Copy the material from its start up to and including the line with "pixel 432 190", keeping every line and not only the answers. Scale each pixel coordinate in the answers by 0.85 and round it to a whole number with halves going up, leaving the other lines and their sample coordinates unchanged.

#### Given records ####

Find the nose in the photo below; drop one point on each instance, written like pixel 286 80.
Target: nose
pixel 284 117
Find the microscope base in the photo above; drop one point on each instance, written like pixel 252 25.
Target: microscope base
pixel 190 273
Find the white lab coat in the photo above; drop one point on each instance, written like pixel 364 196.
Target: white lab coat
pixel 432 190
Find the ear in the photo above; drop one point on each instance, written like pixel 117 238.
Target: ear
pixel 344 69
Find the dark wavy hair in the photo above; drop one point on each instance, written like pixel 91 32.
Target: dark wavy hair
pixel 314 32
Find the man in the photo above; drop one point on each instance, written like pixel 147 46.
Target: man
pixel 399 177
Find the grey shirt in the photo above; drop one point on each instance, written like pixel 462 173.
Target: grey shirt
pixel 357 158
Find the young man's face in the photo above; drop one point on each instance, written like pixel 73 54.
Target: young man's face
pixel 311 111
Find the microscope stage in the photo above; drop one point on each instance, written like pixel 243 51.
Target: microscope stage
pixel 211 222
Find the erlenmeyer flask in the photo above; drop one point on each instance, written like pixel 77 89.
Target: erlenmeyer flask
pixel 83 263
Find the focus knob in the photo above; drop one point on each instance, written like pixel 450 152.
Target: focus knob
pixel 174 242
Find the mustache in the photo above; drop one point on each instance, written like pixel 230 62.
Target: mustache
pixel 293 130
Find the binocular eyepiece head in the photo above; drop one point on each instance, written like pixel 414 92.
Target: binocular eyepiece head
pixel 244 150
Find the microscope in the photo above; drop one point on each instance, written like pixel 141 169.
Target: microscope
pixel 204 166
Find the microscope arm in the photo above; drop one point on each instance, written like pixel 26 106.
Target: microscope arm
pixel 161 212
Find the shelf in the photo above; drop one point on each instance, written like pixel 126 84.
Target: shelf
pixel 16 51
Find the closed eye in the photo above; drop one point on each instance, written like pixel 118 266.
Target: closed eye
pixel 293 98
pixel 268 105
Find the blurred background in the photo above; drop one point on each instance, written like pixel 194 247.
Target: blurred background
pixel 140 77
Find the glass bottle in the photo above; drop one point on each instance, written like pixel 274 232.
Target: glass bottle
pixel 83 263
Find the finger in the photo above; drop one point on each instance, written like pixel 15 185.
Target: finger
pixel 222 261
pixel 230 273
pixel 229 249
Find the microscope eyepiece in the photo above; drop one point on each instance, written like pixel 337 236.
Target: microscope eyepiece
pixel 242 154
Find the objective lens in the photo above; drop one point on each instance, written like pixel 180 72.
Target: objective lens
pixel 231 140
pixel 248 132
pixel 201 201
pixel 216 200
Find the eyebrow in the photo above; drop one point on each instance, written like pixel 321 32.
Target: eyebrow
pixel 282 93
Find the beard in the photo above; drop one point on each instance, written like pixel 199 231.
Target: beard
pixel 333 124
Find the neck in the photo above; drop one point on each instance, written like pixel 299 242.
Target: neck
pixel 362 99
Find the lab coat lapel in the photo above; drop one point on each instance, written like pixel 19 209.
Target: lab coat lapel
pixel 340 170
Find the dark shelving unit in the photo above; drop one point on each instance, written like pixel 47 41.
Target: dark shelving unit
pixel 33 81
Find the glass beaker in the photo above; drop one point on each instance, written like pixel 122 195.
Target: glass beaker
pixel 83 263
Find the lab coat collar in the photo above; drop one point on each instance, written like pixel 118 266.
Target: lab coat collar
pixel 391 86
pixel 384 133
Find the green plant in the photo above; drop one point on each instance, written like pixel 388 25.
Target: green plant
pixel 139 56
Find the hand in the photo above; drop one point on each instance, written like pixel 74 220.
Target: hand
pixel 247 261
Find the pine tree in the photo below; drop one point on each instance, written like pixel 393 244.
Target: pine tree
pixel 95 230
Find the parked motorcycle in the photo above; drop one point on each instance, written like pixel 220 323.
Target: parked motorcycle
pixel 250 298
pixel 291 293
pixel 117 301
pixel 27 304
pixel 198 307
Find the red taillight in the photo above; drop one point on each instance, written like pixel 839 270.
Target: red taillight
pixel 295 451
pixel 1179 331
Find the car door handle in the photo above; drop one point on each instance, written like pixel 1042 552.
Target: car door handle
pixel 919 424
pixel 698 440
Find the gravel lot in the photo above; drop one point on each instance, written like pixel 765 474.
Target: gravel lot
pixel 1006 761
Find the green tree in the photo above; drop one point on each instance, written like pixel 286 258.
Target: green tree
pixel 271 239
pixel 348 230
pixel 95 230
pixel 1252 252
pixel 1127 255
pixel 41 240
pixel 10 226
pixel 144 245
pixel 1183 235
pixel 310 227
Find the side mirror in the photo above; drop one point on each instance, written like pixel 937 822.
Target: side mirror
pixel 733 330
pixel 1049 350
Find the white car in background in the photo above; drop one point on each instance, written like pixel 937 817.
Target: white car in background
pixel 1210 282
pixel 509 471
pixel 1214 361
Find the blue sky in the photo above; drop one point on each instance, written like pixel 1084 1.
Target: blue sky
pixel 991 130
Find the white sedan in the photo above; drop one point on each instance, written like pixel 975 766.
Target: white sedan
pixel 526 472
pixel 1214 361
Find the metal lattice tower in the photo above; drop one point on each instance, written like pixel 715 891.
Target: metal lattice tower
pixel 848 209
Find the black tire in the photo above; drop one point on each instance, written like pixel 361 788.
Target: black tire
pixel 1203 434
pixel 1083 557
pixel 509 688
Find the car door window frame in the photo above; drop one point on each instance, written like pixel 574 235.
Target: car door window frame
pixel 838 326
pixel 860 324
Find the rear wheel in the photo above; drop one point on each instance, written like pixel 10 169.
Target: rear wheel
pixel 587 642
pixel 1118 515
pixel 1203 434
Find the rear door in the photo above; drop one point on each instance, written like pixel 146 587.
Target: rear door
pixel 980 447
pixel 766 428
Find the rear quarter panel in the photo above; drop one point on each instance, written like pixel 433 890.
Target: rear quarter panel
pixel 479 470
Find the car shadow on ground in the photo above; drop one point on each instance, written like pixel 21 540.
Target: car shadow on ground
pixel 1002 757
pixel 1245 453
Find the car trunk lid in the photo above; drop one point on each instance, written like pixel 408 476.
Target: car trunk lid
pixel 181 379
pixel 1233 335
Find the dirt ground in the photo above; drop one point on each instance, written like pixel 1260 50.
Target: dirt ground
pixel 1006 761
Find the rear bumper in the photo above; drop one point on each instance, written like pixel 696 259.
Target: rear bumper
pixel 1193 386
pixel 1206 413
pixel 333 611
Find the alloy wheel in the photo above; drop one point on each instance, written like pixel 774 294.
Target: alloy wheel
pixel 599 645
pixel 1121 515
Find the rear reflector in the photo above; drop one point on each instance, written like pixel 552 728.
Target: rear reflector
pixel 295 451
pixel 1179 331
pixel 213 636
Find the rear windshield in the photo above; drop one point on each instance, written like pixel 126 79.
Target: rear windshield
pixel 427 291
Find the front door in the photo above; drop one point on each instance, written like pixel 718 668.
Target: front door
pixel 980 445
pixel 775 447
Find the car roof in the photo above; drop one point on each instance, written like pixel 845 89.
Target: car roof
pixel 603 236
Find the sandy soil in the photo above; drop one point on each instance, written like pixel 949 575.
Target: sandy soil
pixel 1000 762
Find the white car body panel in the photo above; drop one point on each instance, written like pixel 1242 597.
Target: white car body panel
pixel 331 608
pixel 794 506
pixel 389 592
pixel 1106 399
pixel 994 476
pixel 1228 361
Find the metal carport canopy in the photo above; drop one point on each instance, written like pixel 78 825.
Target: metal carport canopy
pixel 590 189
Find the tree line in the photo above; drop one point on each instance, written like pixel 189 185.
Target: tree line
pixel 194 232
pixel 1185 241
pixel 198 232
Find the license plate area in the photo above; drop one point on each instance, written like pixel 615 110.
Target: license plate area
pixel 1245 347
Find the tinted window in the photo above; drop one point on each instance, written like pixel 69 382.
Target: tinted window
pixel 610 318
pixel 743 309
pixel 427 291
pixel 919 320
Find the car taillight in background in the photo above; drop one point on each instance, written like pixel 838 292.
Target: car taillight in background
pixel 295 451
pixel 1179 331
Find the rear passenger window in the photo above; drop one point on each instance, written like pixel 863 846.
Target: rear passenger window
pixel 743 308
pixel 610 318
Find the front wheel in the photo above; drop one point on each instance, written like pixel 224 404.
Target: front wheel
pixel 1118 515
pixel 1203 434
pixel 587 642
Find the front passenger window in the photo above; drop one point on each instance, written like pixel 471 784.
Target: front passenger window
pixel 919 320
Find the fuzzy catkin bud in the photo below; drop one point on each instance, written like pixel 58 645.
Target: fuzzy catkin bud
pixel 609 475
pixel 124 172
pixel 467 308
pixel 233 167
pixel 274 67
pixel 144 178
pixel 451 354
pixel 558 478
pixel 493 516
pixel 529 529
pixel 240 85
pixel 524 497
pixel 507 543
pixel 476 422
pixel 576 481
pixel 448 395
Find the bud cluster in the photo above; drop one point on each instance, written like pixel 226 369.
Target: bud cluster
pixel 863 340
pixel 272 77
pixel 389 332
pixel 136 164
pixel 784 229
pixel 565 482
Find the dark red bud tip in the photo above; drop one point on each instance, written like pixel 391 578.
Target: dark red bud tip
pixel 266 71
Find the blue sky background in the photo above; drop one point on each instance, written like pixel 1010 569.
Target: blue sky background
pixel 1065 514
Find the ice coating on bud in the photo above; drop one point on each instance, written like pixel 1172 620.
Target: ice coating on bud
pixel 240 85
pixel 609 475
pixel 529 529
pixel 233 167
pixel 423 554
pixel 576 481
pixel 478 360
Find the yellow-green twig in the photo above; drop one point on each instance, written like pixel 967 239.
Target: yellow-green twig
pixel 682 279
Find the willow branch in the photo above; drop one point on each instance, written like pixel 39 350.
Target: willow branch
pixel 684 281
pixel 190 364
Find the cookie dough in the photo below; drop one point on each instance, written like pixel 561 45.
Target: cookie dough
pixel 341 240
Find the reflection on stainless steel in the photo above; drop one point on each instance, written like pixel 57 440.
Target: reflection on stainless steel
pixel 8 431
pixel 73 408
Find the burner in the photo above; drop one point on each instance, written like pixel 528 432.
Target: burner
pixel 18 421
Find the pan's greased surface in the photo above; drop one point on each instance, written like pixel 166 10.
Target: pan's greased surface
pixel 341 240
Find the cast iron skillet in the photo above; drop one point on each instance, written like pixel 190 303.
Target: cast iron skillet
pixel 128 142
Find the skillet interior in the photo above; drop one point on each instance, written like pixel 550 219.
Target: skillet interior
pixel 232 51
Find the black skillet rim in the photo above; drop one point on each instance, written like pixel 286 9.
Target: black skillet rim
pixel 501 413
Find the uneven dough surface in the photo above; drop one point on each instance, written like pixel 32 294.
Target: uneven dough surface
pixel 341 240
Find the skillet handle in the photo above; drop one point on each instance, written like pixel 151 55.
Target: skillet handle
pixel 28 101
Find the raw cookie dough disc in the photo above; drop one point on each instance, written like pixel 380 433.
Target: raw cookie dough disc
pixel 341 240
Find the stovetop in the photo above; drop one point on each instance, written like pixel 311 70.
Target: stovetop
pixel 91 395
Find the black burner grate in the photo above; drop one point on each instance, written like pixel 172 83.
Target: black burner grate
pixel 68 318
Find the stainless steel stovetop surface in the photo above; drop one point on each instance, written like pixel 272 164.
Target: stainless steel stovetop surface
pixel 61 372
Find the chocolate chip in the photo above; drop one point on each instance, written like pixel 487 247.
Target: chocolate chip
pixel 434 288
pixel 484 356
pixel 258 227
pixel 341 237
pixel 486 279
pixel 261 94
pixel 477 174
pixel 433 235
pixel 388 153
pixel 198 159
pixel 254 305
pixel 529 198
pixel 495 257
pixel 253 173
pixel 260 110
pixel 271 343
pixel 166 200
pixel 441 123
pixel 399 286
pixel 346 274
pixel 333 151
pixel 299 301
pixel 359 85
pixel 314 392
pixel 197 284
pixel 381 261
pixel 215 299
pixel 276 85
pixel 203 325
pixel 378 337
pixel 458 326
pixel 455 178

####

- **Expected answer**
Find the nose in the photo below; drop one point on each instance, written like pixel 286 80.
Target: nose
pixel 241 99
Find the microscope base in the photo above; drop one point on each instance, written like pixel 252 25.
Target: microscope base
pixel 162 232
Find the white lab coat in the photo above; drop one point on each instance, written like pixel 364 196.
Target: white lab coat
pixel 367 162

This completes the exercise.